━━ WORKING DATA

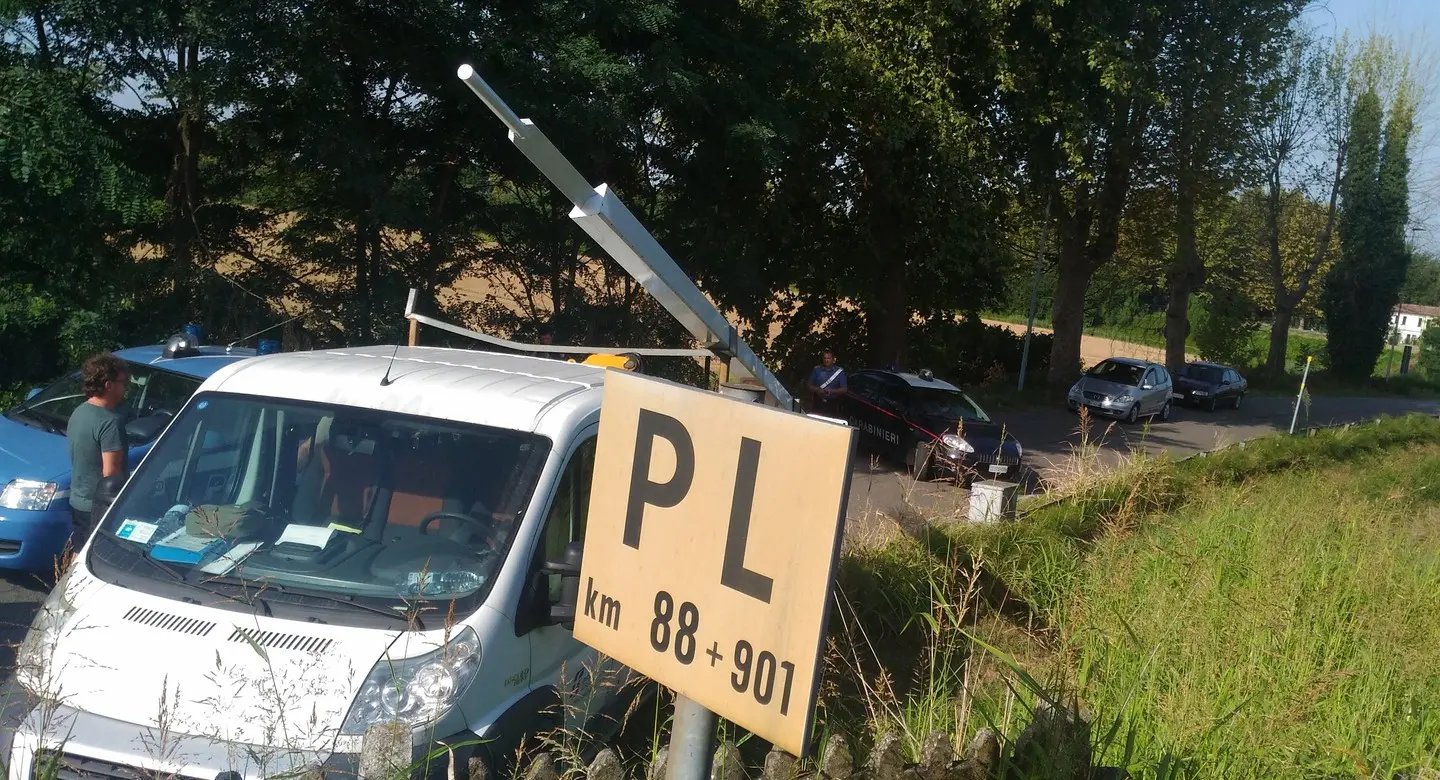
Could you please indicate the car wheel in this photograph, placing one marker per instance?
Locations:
(922, 461)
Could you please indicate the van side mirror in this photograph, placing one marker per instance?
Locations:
(562, 612)
(105, 494)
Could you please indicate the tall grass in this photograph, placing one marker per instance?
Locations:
(1280, 629)
(1263, 612)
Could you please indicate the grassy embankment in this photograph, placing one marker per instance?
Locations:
(1263, 612)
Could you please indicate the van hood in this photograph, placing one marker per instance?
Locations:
(1106, 387)
(205, 672)
(30, 454)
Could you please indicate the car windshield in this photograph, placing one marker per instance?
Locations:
(1119, 373)
(151, 390)
(951, 405)
(1203, 373)
(329, 500)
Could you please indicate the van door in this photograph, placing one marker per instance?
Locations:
(585, 681)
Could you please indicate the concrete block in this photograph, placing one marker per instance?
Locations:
(992, 500)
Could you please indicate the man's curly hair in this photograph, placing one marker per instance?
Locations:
(100, 370)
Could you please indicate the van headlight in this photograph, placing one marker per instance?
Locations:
(415, 691)
(956, 443)
(28, 494)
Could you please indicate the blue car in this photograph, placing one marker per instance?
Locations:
(35, 461)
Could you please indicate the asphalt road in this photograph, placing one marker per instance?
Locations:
(880, 494)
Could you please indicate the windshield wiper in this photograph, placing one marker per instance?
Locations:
(262, 586)
(182, 579)
(26, 413)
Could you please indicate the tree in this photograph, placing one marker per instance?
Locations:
(1365, 284)
(69, 197)
(1427, 353)
(1308, 117)
(1422, 279)
(1082, 92)
(1213, 79)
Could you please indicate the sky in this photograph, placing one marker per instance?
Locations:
(1414, 26)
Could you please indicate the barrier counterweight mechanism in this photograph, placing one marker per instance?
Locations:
(605, 219)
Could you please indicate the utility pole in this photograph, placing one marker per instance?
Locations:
(1394, 318)
(1034, 292)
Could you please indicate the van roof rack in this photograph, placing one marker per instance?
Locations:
(611, 225)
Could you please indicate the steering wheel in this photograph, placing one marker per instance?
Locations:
(432, 517)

━━━━

WHAT YOU ARE ASKED TO DO
The job here is to retype the data exactly, with no pictures included.

EXERCISE SOLUTION
Could you please indicate the car wheel in this photograph, placing one marker per instance?
Locations:
(922, 461)
Could you please indicate the van side mirror in this photograph, placing one marker per instance?
Locations:
(562, 612)
(105, 494)
Could you please indicate the tall grass in this photograph, placing one marker per instance?
Locations:
(1280, 629)
(1263, 612)
Could you please indicate the grassy embankment in this photograph, placing one marker per instance?
Locations:
(1263, 612)
Could you please indicate the van hood in this photograph, placing one marker per instance?
Locations:
(1106, 387)
(205, 672)
(30, 454)
Could you please indicate the car windshield in this photograph, placing one marker per instance?
Locations:
(1119, 373)
(151, 390)
(951, 405)
(1203, 373)
(329, 500)
Could you please indicate the van door in this photograph, placing one marker per instance?
Locations:
(585, 681)
Could you please indicate the concrete block in this photograph, placing one marker per instance?
Locations:
(992, 500)
Could you please indicate the man's curly hair in this photograph, placing one marker per instance?
Locations:
(100, 370)
Could you please indicate the van headlight in this photograph, placing one marker per instance?
Locations:
(415, 691)
(956, 443)
(28, 494)
Could you please indicate the blue car in this photograph, placing one marker per instance?
Locations:
(35, 461)
Could you please indicate the asphalt road in this photograph, placing one marker per instance?
Locations:
(880, 494)
Could you please indicate the windshield wiper in this photograph, placing one marker per instance?
Locations:
(262, 586)
(182, 579)
(26, 413)
Could you please indicate the tree in this photograph, placing one marker per instance?
Locations:
(1365, 284)
(69, 197)
(1427, 353)
(1308, 117)
(1422, 279)
(1082, 92)
(1213, 79)
Could you please indicate the sky in this photograph, placing one marker per instance?
Locations:
(1414, 26)
Could you please indicate the barrier counterweight mechanism in this photograph, placing one marker per instance?
Locations:
(605, 219)
Could you please indicate the utility pole in this photograph, placing one marker per instance?
Locations:
(1394, 318)
(1034, 292)
Could you please indicate the van roof rack in this photograph, placing one marker per instance?
Locations:
(611, 225)
Could you please indicate the steering wheel in this photograph, placing one marker per instance?
Locations:
(432, 517)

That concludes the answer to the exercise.